> _Tasks_
[A] Rewrite the stretch of the court opinion from "Judge Luongo's determination" through "had been denied.", replacing "station manager" with "general manager".
[B] Say whether each statement agrees with the court opinion, answering yes or no and quoting the deciding words: (i) After the 1982 broadcast, the plaintiff brought a defamation proceeding against Westinghouse. (ii) The Supreme Court granted certiorari in the first proceeding. (iii) The 1987 action in the Court of Common Pleas sounded in defamation.

> _Excerpted passage_

The opinion of the court was delivered by: POLLAK
POLLAK, UNITED STATES DISTRICT JUDGE
This matter has an extended history. It has its origins in a broadcast in 1982. A television representation of the activities of plaintiff, a Philadelphia police officer, was regarded by plaintiff as defamatory, and he initiated a proceeding sounding in defamation in which the defendant was Westinghouse, the owner of the local television station in question. That proceeding resulted in a grant by Chief Judge Luongo of summary judgment in favor of defendant. 603 F. Supp. 377 (E.D. Pa. 1985). Judge Luongo determined that there was no basis for a finding of malice. Accordingly, the plaintiff could not prevail under New York Times v. Sullivan, 376 U.S. 254, 11 L. Ed. 2d 686, 84 S. Ct. 710 (1964).
Judge Luongo's determination was affirmed by the Court of Appeals, 780 F.2d 340 (3d Cir. 1985) (per curiam), and the Supreme Court denied certiorari, Chief Justice Burger and Justice Rehnquist dissenting from the denial of certiorari, 476 U.S. 1187, 106 S. Ct. 2927, 91 L. Ed. 2d 554 (1986).
In 1987, plaintiff initiated an action in the Court of Common Pleas against Westinghouse and an individual defendant, James Thompson, station manager of the local television station. This action sounded not in defamation, but in breach of a duty to retract. Alleged in the complaint was the transmission of a letter demanding retraction of the fallacious broadcast. Alleged further was that retraction had been denied.
That proceeding was removed to this court on diversity grounds, there being diversity between the plaintiff and Westinghouse, just as there had been in the original proceeding. Plaintiff moved to remand on the ground that there was also a non-diverse defendant, Mr. Thompson. Defendant took the position that the joinder of Mr. Thompson was fraudulent in the doctrinal sense that there could be no possible recovery against Mr. Thompson -- that Mr. Thompson's insulation from liability was an a fortiori case as compared with the non-liability of defendant Westinghouse, on which defendants also insisted.

Object pointing dataset rows:
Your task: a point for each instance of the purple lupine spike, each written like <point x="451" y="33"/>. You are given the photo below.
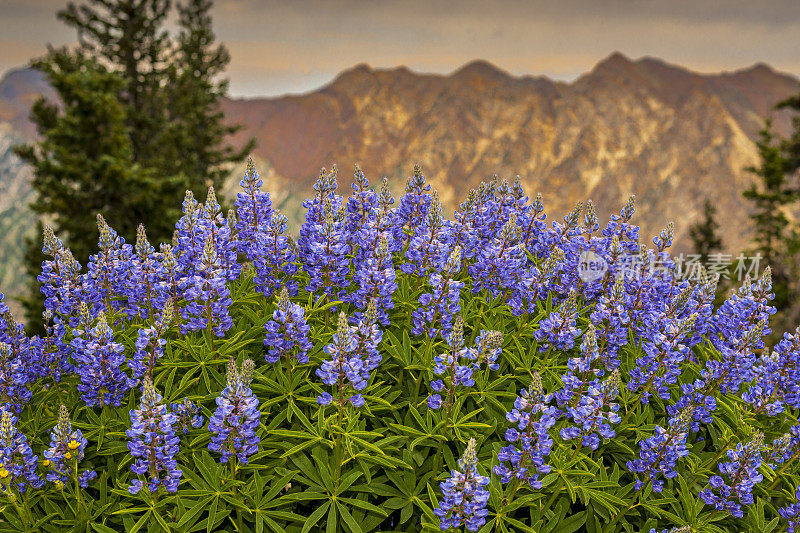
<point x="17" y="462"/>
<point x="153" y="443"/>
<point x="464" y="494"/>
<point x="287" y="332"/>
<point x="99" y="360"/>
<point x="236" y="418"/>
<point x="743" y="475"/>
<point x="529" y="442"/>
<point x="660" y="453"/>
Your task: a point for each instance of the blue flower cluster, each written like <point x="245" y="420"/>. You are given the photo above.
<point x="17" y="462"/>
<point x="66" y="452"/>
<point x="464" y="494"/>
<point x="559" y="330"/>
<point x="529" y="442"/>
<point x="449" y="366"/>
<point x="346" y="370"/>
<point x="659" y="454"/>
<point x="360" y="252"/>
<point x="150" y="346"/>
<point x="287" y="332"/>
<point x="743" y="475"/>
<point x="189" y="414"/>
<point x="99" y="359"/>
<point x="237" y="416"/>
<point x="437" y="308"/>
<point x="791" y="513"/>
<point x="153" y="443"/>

> _The responses_
[A]
Judge Luongo's determination was affirmed by the Court of Appeals, 780 F.2d 340 (3d Cir. 1985) (per curiam), and the Supreme Court denied certiorari, Chief Justice Burger and Justice Rehnquist dissenting from the denial of certiorari, 476 U.S. 1187, 106 S. Ct. 2927, 91 L. Ed. 2d 554 (1986).
In 1987, plaintiff initiated an action in the Court of Common Pleas against Westinghouse and an individual defendant, James Thompson, general manager of the local television station. This action sounded not in defamation, but in breach of a duty to retract. Alleged in the complaint was the transmission of a letter demanding retraction of the fallacious broadcast. Alleged further was that retraction had been denied.

[B]
(i) Yes: "he initiated a proceeding sounding in defamation in which the defendant was Westinghouse"
(ii) No: "the Supreme Court denied certiorari"
(iii) No: "This action sounded not in defamation, but in breach of a duty to retract."